→ **WORK TO COMPLETE**
Recast every line of the items below as a single numbered list, skipping any blank lines.

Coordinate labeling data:
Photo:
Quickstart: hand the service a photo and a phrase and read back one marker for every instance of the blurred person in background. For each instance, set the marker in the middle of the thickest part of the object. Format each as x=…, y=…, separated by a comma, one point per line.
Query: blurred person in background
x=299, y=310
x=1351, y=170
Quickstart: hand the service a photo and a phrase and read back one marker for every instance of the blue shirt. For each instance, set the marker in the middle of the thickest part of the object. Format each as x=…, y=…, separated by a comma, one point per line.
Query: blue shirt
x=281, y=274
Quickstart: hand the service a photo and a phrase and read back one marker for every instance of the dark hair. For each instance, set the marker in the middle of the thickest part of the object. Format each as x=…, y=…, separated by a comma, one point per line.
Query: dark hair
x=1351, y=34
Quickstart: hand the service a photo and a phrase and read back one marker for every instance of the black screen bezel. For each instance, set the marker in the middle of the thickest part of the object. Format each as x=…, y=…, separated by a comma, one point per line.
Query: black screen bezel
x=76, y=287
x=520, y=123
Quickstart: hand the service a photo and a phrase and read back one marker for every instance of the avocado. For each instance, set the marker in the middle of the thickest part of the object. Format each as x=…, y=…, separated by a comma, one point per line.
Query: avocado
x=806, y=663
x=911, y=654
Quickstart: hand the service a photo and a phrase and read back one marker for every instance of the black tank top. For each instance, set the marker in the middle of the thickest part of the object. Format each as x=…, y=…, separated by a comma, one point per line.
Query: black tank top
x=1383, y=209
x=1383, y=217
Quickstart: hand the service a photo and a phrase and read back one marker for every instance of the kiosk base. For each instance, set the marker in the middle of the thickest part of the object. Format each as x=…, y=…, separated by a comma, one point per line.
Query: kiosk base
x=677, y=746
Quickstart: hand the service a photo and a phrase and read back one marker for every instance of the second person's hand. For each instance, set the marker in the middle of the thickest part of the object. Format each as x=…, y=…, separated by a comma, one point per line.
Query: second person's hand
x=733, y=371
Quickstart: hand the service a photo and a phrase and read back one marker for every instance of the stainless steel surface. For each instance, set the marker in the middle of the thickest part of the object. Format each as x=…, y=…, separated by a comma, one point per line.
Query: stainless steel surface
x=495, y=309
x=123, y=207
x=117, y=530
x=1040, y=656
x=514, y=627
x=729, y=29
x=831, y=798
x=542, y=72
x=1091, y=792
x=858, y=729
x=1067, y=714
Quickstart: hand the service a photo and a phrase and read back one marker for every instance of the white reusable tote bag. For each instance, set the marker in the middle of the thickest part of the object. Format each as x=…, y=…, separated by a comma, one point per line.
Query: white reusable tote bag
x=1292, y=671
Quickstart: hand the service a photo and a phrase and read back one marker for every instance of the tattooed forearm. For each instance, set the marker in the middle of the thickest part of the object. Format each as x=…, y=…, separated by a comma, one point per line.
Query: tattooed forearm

→ **CORRECT ANSWER**
1. Photo:
2. Quickstart: hand the service a photo and a phrase and read back one marker for every instance of the blurred person in background. For each instance, set the marker in the middle of the thickest part of the object. Format each as x=…, y=…, separated by a comma, one point per line.
3. Query: blurred person in background
4. x=299, y=310
5. x=1351, y=170
6. Quickstart: hand the service a photo and a phrase and read back one marker for every instance of the blue shirt. For each instance, set the marker in the middle of the thickest part of the object. Format each as x=…, y=…, separated by a comma, one point per line.
7. Query: blue shirt
8. x=281, y=274
9. Quickstart: hand the service a photo and a phrase and read back one marker for every instance of the dark hair. For each instance, set the marker in the middle of the thickest part of the object. Format each as x=…, y=…, separated by a comma, one point per line.
10. Query: dark hair
11. x=1351, y=34
12. Quickstart: hand the service a photo and a phrase and read back one marker for every instance of the black screen bezel. For each instance, set the marker in the middle of the thickest part of the object. Format each as x=…, y=…, separated by a comma, one point per line.
13. Query: black screen bezel
14. x=76, y=287
15. x=520, y=123
16. Quickstart: hand the service a photo and a phrase and read back one marker for every instance of the avocado. For each instance, set the marker in the middle of the thickest part of the object. Format each as x=…, y=…, separated by a comma, one point per line.
17. Query: avocado
18. x=806, y=663
19. x=911, y=654
20. Quickstart: hand the service a photo and a phrase and read back one marker for every instance of the black tank top. For each instance, set the marker in the middle of the thickest part of the object. Format each as x=…, y=…, separated by a comma, one point per line.
21. Query: black tank top
22. x=1383, y=209
23. x=1383, y=217
24. Quickstart: hand the service a photo and a phrase and read back one marker for every instance of the kiosk base. For each instance, set the marker in the middle of the thickest part of the object. Format each as x=…, y=…, separated by a comma, one point per line.
25. Query: kiosk base
26. x=677, y=746
27. Quickstart: hand the service a photo and a phrase and read back one marker for every instance of the second person's hand. For each instance, set the marker in the middle of the thickest part of the object. Format each as x=…, y=…, separated by a comma, one point per line.
28. Query: second person's hand
29. x=733, y=371
30. Quickstart: hand the service a photo and a phrase and read back one marker for every instance of the stainless steel surface. For each instance, set the marker in the middle of the thickest part of the object. Format each as x=…, y=…, separated by a comma, one point per line.
31. Query: stainless steel surface
32. x=495, y=309
33. x=123, y=207
34. x=117, y=530
35. x=1040, y=656
36. x=514, y=627
37. x=729, y=29
38. x=831, y=798
39. x=542, y=72
40. x=1091, y=792
41. x=858, y=729
42. x=1067, y=714
43. Quickstart: hand the service a photo and a phrase and read back one marker for every instance of the white reusable tote bag. For each instance, set the marker in the middle of the thickest part of the object. Format each as x=…, y=…, separated by a comma, one point per line.
44. Query: white reusable tote bag
45. x=1292, y=671
46. Quickstart: hand the service a photo and a phrase and read back one marker for every instance of the tattooed forearm. For each instance, set the marker in the middle of the thickest part of the object. Format each as x=…, y=…, separated by a comma, one point per line.
47. Query: tattooed forearm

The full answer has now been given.